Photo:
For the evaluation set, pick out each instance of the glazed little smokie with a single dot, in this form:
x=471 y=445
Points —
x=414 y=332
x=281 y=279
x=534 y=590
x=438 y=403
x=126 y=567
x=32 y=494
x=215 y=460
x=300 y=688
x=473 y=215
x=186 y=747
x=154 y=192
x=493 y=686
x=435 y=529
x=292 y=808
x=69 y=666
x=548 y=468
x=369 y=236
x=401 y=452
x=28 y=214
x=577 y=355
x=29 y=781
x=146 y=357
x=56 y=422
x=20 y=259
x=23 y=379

================================

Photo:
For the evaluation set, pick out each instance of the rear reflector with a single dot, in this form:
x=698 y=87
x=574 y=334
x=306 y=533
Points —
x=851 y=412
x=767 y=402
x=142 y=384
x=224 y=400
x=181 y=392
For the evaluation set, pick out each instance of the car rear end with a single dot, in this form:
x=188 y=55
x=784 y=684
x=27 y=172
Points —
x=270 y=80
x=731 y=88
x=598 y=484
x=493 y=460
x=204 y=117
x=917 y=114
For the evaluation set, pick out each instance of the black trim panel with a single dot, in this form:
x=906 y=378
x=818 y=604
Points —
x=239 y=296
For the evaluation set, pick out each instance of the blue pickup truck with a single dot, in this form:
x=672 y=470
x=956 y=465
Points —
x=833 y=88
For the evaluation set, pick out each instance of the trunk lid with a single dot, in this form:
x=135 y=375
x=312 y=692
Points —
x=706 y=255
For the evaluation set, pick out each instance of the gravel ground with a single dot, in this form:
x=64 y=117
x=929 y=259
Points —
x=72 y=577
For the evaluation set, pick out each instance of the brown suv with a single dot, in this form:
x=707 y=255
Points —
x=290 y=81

================================

What you have to do :: Please output as a JSON list of strings, one string per line, the material starting at the line that contains "For the evaluation set, pick out each instance of the black" and ending after the line that contains "x=706 y=255", with blank lines omitted.

Answer to this exercise ::
[
  "For the evaluation set, pick out each instance of the black trim panel with a single dot, in this form:",
  "x=906 y=378",
  "x=818 y=604",
  "Points —",
  "x=239 y=296",
  "For the evaluation set, pick out each instance of the blue pickup truck with a single dot, in this form:",
  "x=672 y=470",
  "x=956 y=465",
  "Points —",
  "x=833 y=88",
  "For the evaluation set, pick out each instance of the trunk lid with a single dot, in this form:",
  "x=135 y=375",
  "x=312 y=692",
  "Points —",
  "x=706 y=255"
]